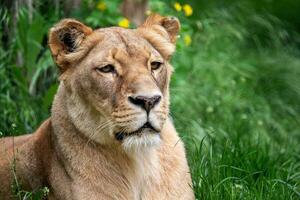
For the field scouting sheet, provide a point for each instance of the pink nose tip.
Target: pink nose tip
(145, 102)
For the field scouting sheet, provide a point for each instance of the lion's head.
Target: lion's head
(116, 80)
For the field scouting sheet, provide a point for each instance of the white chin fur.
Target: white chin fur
(134, 143)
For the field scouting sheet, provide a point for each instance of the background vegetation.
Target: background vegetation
(235, 91)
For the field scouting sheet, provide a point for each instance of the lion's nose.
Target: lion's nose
(145, 102)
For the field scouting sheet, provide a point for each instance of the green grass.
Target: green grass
(235, 97)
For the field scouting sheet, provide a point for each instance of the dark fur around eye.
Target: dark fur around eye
(155, 65)
(107, 69)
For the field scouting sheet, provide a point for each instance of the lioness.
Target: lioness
(109, 135)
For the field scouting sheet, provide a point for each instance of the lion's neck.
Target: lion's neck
(82, 156)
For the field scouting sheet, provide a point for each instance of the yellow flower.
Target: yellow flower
(148, 12)
(177, 7)
(101, 6)
(188, 10)
(187, 40)
(124, 23)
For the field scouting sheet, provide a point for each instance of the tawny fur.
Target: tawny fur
(75, 153)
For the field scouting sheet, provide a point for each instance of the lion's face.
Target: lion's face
(117, 79)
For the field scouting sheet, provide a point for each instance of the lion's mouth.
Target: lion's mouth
(147, 126)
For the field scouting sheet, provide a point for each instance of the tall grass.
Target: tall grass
(236, 104)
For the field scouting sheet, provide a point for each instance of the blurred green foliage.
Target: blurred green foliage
(235, 90)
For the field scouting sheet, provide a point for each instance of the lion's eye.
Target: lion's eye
(155, 65)
(107, 69)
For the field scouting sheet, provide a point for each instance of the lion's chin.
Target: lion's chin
(147, 139)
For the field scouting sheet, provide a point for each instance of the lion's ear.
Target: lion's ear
(162, 25)
(65, 38)
(161, 32)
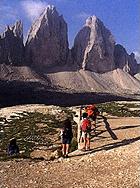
........
Retype the records above exactly, leaving every picture out of your copy.

For the field scouting sheet, provide a point for each instance of the pink nose tip.
Target: pink nose tip
(145, 102)
For the field scouting sheet, provide a point for each instance of the lion's head.
Target: lion's head
(116, 80)
For the field scouting sheet, provide a point for each instance of the white chin fur.
Target: white chin fur
(134, 143)
For the field scouting sheet, provide a point for each instance of the background vegetation.
Target: background vegetation
(235, 91)
For the field scouting sheet, provide a point for each instance of the lion's nose.
Target: lion's nose
(145, 102)
For the field scouting sheet, provide a point for each instance of the green grass.
Target: green grass
(235, 97)
For the field scouting sheet, provide a point for each instance of the dark fur around eye.
Target: dark fur around eye
(155, 65)
(107, 69)
For the field scouting sheet, provide a point for each instance of the lioness.
Target: lioness
(109, 135)
For the field scouting sheet, provide a point for each instance of the lion's neck.
Target: lion's neck
(82, 156)
For the field scouting sheet, provide a point for each instance of the yellow flower.
Target: yellow flower
(148, 12)
(177, 7)
(101, 6)
(188, 10)
(187, 40)
(124, 23)
For the field scouting sheet, provide a point for each instance of the tawny fur.
Target: tawny fur
(75, 153)
For the field scouting sheet, provide a point for each instance of the lion's face.
Target: lion's face
(117, 79)
For the field scouting sheet, provide a point for each instance of the lion's mouth.
Target: lion's mouth
(147, 126)
For the field scouting sheet, provide a point for each instance of the tall grass.
Target: tall grass
(236, 104)
For the field scouting sheet, provide a point for each instance of the blurred green foliage.
Target: blurred green foliage
(235, 90)
For the field scouting sheet, provide a point for each instance of the lion's eye.
Target: lion's eye
(155, 65)
(107, 69)
For the field scouting sheet, provide a point for each instance of the lion's chin.
Target: lion's chin
(147, 139)
For the field scouting sheet, provide a point for each instance of the lion's ear.
Target: lion's ear
(162, 25)
(65, 38)
(161, 32)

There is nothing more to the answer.